• PROBLEM DETAILS
Please write out the data that follows, word for word.

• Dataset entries
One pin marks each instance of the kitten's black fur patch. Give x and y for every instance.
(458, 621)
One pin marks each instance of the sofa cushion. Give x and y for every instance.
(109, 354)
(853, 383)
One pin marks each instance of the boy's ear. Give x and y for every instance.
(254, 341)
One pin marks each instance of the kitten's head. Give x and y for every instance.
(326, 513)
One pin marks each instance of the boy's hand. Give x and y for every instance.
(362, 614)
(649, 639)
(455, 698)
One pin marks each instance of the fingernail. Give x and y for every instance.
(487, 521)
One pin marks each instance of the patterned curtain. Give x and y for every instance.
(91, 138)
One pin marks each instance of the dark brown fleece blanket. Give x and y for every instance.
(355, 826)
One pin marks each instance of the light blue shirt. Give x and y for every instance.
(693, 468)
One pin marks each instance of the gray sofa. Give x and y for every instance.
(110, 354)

• SOLUTION TO THIS EXERCISE
One pin marks each instance of the kitten's black fur patch. Give x and y for every instance.
(458, 621)
One pin marks each instance of the sofa cushion. Give x and y for every instance.
(109, 354)
(853, 383)
One pin marks each instance of the boy's ear. Give x and y for every instance.
(254, 341)
One pin marks each instance of the kitten's head. Give x and y for every instance.
(326, 513)
One pin marks each instance of the boy's hand. Give x and y for every instance.
(362, 614)
(649, 639)
(455, 698)
One pin marks each instance of the fingernail. Give x and y for every instance.
(487, 521)
One pin marks each instance of the patterned curtain. Give x and y for every instance.
(91, 138)
One pin marks each instance of the dark brown fleece blanket. Give x and y for every instance.
(355, 826)
One pin marks each instance of the light blue shirt. Give x and y for every instance.
(693, 468)
One pin marks each instance of the gray sofa. Give x and y for every instance.
(110, 354)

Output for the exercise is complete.